• Text

NEW DELHI: As president-elect Barack Obama gets ready to tackle the war in Afghanistan, the US strategy on Kabul and Islamabad is already undergoing
a massive review.

General David Petraeus, who is the new chief of US Central Command, has put together a group of consultants to review US strategy in the region with a special focus on leveraging of diplomatic and economic initiatives with nearby countries, according to a media report.

This group includes Lahore-based author and journalist Ahmed Rashid and Shuja Nawaz, the brother of former Pakistan army chief Asif Nawaz and the author of a book on the Pakistani army.

Mr Rashid in particular has been writing on the need for international intervention to resolve the Kashmir issue. Though the Bush administration has clearly not bought into this argument, Mr Obama has shown that he is open to this line of thinking.

In an article in foreign affairs, Ahmed Rashid along with Barnett Rubin, senior fellow at the Centre on International Cooperation at New York University, have made a case for addressing Pakistan’s insecurities on India in order to get Islamabad’s full attention on stabilising Afghanistan.

• Instructions
1. In the article on the US strategy review, reproduce the part that opens with the words containing "Mr Rashid in" and closes with "line of thinking.", substituting "outside mediation" for "international intervention".
2. Pick up the article on the US strategy review for Afghanistan and Pakistan after its last sentence and keep writing it.

• Source data
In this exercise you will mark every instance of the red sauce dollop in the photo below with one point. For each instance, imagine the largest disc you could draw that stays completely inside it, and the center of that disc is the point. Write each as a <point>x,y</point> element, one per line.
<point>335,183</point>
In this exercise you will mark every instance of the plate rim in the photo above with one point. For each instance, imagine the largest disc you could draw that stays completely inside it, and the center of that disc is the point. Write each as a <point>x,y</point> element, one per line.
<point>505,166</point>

• Expected results
1.
Mr Rashid in particular has been writing on the need for outside mediation to resolve the Kashmir issue. Though the Bush administration has clearly not bought into this argument, Mr Obama has shown that he is open to this line of thinking.

2.
“Unless the decision-makers in Pakistan decide to make stabilising the Afghan government a higher priority than countering the Indian threat, the insurgency conducted from bases in Pakistan will continue,” the article headlined ‘From great game to grand bargain’ has said.

The authors have argued that the US and international community needed to remove the source of Pakistan’s insecurities on Kashmir and India’s strong presence in Afghanistan. For this they suggest the setting up of a contact group, under the UN Security Council, to initiate a dialogue between India and Pakistan on Afghanistan and finding a solution to the Kashmir dispute.

“The central purpose of the contact group would be to assure Pakistan that the international community is committed to its territorial integrity—and to help resolve the Afghan and Kashmir border issues so as to better define Pakistan’s territory,” the article said.

They argue that need of the moment is to forge a ‘a high-level diplomatic initiative’ to address Pakistan’s insecurity in order to make progress on the ground in Afghanistan. Compare this with what Mr Obama has been saying on the campaign trail.

He has repeatedly said that Pakistan needs to be convinced that militants, and not India, is the main problem and that Pakistan needs to ‘refocus’ on fighting terror within its boundaries. He has followed this up by saying that the US “should probably try to facilitate a better understanding between Pakistan and India” and try to resolve the Kashmir crisis.

"If we can get them to refocus on that, then that is going to be critical to our success not just in stabilising Pakistan but also in finishing the job in Afghanistan,” Mr Obama said.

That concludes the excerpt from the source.